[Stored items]
+ + +

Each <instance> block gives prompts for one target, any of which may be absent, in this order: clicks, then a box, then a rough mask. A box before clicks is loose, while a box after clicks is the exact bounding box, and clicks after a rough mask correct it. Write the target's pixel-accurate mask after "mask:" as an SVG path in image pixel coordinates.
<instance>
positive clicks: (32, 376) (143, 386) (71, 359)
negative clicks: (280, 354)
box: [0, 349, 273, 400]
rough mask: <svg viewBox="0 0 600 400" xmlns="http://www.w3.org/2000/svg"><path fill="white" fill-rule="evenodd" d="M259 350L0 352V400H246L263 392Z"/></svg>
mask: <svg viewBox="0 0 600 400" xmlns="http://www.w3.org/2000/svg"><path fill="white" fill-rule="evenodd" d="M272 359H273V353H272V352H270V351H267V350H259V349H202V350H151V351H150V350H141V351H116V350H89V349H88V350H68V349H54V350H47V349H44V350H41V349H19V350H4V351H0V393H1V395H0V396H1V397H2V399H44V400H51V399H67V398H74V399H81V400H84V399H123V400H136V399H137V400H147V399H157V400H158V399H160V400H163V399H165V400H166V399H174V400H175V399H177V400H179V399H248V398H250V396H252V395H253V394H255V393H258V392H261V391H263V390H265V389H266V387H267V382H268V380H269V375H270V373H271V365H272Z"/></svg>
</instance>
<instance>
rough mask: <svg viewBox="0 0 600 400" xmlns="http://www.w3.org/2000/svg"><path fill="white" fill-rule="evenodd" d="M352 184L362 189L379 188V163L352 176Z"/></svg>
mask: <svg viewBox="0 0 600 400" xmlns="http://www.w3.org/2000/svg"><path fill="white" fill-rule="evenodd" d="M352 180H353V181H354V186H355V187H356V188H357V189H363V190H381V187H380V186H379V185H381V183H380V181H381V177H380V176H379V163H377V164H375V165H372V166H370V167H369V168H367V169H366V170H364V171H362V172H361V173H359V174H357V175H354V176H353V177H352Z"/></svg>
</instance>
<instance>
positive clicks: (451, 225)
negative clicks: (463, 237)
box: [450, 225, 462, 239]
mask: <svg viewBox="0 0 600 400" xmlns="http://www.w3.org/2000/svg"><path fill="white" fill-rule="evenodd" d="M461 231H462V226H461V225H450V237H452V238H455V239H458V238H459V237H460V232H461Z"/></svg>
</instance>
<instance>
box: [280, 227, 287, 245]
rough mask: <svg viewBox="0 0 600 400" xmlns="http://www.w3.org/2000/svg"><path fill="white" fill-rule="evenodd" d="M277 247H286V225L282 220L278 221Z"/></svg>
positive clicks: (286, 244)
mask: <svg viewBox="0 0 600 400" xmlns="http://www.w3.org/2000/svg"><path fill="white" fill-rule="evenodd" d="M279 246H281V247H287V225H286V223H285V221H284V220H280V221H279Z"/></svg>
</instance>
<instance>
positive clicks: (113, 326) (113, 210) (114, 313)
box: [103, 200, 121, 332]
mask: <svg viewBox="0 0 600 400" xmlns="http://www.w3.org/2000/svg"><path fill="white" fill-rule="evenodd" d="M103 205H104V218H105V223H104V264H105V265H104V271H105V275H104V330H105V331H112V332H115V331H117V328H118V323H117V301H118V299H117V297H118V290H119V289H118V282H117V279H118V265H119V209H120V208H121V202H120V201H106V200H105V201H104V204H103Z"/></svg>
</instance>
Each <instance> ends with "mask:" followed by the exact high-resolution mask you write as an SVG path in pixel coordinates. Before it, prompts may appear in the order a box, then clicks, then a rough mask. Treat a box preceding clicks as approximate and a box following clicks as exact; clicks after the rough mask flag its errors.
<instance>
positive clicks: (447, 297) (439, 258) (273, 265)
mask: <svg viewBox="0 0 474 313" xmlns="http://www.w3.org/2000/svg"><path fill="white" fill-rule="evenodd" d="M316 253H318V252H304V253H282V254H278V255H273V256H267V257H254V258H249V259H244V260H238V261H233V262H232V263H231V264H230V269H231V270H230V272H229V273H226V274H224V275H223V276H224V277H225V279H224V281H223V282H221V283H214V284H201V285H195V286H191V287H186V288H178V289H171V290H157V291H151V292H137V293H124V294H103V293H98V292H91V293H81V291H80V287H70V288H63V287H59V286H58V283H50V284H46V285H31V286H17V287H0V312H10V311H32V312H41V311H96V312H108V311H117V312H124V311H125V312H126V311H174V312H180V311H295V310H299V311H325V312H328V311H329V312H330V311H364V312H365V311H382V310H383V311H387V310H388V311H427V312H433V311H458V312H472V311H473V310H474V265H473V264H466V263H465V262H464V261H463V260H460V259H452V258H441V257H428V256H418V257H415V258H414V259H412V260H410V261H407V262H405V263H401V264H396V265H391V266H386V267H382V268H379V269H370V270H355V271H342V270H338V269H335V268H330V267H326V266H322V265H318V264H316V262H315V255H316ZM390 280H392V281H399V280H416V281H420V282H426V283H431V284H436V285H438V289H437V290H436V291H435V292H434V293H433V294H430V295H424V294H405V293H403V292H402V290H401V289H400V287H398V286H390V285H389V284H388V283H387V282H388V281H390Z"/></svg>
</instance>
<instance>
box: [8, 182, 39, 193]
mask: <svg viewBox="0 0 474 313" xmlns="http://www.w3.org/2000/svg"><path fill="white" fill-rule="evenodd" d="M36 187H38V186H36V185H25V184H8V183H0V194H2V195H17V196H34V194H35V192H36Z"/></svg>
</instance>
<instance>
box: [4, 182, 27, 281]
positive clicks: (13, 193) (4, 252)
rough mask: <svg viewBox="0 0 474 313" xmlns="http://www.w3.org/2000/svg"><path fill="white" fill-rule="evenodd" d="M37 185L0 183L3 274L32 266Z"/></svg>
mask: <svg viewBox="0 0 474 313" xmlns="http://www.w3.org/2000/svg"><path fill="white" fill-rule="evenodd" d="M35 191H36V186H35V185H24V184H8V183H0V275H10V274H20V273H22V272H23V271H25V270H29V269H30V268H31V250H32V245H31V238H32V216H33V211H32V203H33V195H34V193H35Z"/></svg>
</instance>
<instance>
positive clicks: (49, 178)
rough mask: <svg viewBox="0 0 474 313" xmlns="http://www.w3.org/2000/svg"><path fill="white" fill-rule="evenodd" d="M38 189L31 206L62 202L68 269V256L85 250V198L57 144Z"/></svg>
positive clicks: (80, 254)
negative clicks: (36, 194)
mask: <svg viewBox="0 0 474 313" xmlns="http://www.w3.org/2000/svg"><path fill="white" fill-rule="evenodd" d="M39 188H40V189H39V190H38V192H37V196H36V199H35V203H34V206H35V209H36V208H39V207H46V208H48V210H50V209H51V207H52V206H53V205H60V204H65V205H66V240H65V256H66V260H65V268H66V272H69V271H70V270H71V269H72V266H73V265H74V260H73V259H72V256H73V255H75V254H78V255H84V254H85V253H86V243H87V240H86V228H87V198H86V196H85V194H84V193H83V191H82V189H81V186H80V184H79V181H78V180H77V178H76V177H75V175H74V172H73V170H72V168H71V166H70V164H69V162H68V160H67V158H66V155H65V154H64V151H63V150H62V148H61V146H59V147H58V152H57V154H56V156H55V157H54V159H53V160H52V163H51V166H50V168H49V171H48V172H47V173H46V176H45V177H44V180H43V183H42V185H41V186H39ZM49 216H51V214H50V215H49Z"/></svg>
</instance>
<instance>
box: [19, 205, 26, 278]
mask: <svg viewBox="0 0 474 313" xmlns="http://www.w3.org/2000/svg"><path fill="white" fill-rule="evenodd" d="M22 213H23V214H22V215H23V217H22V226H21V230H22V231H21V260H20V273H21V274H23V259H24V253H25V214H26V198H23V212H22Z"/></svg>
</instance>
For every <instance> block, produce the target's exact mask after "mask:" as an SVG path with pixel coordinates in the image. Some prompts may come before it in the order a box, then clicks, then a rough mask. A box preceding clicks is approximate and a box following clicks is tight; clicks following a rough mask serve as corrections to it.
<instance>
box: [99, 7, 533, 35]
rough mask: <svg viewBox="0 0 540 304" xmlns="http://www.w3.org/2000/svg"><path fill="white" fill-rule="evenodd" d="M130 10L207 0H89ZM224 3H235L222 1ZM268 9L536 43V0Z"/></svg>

+ + +

* [EXERCISE]:
Precisely reproduce the lines of the entries, beginning at the first and ending at the one containing "negative clicks: (280, 354)". Add nothing.

* [EXERCISE SOLUTION]:
Each <instance> block gives prompts for one target, any of which may be absent, in this order: clicks, then a box, then a rough mask. A box before clicks is loose, while a box after clicks is the exact bounding box, and clicks after a rough mask correct it. Write the target's pixel-accurate mask after "mask:" as an SVG path in image pixel coordinates.
<instance>
positive clicks: (32, 376) (143, 386) (71, 359)
negative clicks: (280, 354)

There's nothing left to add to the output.